◆ **EXERCISE MATERIALS**:
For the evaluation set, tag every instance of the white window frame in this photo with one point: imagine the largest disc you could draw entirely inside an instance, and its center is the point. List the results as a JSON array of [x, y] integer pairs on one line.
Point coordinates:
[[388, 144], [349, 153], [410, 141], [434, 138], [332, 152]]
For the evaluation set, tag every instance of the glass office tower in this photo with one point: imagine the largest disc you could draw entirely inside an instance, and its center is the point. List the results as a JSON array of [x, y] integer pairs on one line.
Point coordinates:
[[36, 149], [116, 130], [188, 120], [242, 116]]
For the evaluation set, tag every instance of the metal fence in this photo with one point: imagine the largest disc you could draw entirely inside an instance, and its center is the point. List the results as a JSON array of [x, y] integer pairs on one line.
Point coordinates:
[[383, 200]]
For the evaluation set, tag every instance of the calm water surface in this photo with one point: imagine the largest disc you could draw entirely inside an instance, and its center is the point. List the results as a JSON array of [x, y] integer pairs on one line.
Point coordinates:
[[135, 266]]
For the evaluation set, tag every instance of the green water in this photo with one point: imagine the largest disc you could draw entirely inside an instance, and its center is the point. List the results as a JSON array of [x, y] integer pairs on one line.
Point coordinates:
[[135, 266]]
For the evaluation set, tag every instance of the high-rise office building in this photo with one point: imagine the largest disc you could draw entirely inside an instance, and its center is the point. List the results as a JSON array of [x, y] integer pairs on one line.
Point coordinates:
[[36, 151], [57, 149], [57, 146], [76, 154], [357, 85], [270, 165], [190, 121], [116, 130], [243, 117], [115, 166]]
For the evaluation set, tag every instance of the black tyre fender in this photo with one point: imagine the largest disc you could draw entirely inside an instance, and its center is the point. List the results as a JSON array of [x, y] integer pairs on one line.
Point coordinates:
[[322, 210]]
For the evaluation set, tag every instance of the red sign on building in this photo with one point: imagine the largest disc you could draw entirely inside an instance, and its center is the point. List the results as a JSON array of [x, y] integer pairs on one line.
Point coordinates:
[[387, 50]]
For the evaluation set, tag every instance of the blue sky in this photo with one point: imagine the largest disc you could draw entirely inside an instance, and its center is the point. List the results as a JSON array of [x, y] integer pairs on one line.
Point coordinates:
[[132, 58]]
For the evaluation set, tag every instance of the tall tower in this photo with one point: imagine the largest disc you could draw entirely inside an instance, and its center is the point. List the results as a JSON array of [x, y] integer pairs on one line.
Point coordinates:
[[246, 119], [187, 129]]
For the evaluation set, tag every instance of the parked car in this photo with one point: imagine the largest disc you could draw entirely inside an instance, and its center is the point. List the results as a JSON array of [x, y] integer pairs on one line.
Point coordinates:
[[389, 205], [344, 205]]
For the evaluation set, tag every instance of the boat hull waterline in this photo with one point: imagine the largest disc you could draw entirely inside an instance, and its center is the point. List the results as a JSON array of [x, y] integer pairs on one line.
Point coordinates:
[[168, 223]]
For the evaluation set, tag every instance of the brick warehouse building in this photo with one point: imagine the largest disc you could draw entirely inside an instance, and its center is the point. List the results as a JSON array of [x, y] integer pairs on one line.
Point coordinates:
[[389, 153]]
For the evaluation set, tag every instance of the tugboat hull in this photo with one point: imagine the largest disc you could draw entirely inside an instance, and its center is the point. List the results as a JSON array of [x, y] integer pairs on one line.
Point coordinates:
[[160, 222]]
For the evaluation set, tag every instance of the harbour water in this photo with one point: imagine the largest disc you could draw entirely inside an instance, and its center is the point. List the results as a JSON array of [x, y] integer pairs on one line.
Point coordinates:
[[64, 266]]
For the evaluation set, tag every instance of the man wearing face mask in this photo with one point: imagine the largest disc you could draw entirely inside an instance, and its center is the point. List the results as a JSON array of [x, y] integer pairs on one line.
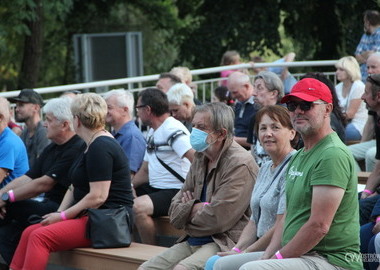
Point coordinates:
[[213, 205]]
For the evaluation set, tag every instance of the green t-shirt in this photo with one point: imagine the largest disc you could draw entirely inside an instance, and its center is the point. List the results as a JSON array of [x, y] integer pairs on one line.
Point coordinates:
[[327, 163]]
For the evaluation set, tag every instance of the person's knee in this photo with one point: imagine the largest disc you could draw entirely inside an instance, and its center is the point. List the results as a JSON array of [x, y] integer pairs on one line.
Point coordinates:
[[211, 262]]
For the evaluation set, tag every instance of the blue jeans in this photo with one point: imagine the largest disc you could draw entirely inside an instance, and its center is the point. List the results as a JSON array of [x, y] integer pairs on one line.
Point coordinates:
[[367, 244]]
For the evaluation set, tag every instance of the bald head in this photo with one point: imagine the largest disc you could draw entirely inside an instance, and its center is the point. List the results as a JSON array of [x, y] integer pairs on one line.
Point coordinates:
[[373, 63], [240, 86]]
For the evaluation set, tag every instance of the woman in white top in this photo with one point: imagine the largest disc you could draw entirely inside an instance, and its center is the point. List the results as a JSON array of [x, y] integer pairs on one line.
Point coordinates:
[[349, 92]]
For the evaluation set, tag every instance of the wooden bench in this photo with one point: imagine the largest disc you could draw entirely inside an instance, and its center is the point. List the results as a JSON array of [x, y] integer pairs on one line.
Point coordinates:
[[100, 259], [363, 177]]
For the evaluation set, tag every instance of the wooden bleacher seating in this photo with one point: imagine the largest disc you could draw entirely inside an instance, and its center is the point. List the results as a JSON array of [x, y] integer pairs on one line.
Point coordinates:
[[100, 259]]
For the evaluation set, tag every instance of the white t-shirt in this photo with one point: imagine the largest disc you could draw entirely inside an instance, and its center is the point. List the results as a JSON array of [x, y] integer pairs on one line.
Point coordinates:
[[159, 176], [356, 92]]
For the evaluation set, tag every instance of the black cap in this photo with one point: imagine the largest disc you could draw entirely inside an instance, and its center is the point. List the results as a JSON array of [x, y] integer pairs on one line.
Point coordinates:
[[28, 96]]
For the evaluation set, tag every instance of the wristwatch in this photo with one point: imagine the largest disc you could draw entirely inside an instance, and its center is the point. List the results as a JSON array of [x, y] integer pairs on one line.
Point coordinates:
[[5, 197]]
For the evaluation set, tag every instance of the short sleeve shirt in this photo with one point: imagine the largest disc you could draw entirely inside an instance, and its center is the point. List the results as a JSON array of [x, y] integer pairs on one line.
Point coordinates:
[[104, 161], [159, 176], [327, 163], [13, 156], [55, 161]]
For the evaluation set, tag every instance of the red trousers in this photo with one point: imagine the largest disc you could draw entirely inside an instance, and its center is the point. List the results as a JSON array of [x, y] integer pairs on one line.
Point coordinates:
[[38, 241]]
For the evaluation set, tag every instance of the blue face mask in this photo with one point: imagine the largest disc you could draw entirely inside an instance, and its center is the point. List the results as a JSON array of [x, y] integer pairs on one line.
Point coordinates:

◆ **DESCRIPTION OF THE TASK**: Repeat word for word the lines starting with the one containing "For the evaluation set, tag every instance of the tall" and ending with the one containing "[[246, 119], [187, 129]]", both included.

◆ **SOLUTION**:
For the evaluation set, tag every instance of the tall tower in this photo with one point: imagine the largest disc you could draw entirely inside an instance, and its center is the point. List the results as a JSON array of [x, y] integer pairs on one line.
Point coordinates:
[[246, 119], [187, 129]]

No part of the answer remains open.